● Task instructions
1. In the text below about Clos Triguedina, in what year did Etienne Baldès plant the estate?
2. Summarize the text below about Clos Triguedina in two sentences.
3. List every geographic place named in the text below about Clos Triguedina.

● Text segment
________________
Clos Triguedina Petit Clos Cahors 2006
On Sale $16.99

Clos Triguedina Clos Triguedina Cahors 2006
On Sale $26.99

Jean-Luc Baldes in his vineyard during harvest

Great Cahors is one of the richest and inkiest wines you'll ever put in your mouth. It is a strapping, hearty red. Oh, don't worry, there is nothing coarse about Cahors, it is just big-boned - lots of flesh in the right places.

"It is impossible to separate Clos Triguedina from the name Cahors. Jean-Luc Baldès is a passionate grower possessed by true know-how and the determination to produce wines of great distinction." - La Revue du Vin de France

Etienne Baldès planted Clos Triguedina in 1830. Today, Jean-Luc is the eighth generation to be in charge of the winery. Jean-Luc Baldès took over this Domaine in 1990 and has put this estate in the elite of Cahors growers. The name Clos Triguedina means "longing to dine" in Occitane, and I can relate to that. There are few things better than a duck breast sizzling and a glass of Clos Triguedina.

The Lot River gets very curvy as it runs through Cahors. There are places where you feel like you're on an island because you can see the river running on both sides of you. Cahors is a very old wine town to the east of Bordeaux. With vines planted by the Romans, the people of Cahors were making wine when the Bordelais were still drinking beer.

For me, these are the wines you come upon after swilling a tsunami of humdrum juice and you set down your glass and say, "Okay, thank God, I'm done. I've found what I'm after." This was pretty much what happened to me a few years ago at a tasting in the south of France.
________________
● Information supplied
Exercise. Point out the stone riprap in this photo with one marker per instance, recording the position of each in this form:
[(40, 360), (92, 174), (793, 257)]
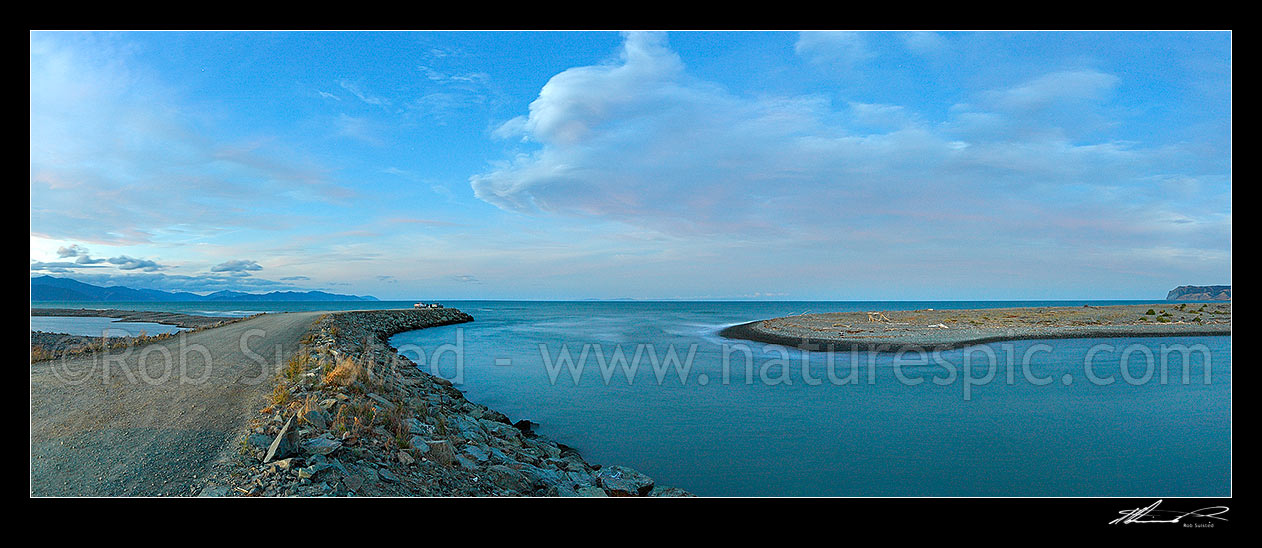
________________
● Expected responses
1. 1830

2. Clos Triguedina was planted by Etienne Baldès in 1830 and is now run by Jean-Luc Baldès, the eighth generation, who took over in 1990 and put the estate among the elite of Cahors growers. Cahors, an old wine town east of Bordeaux where the Romans planted vines, makes rich, inky, hearty reds that are big but not coarse.

3. Cahors, the Lot River, Bordeaux, the south of France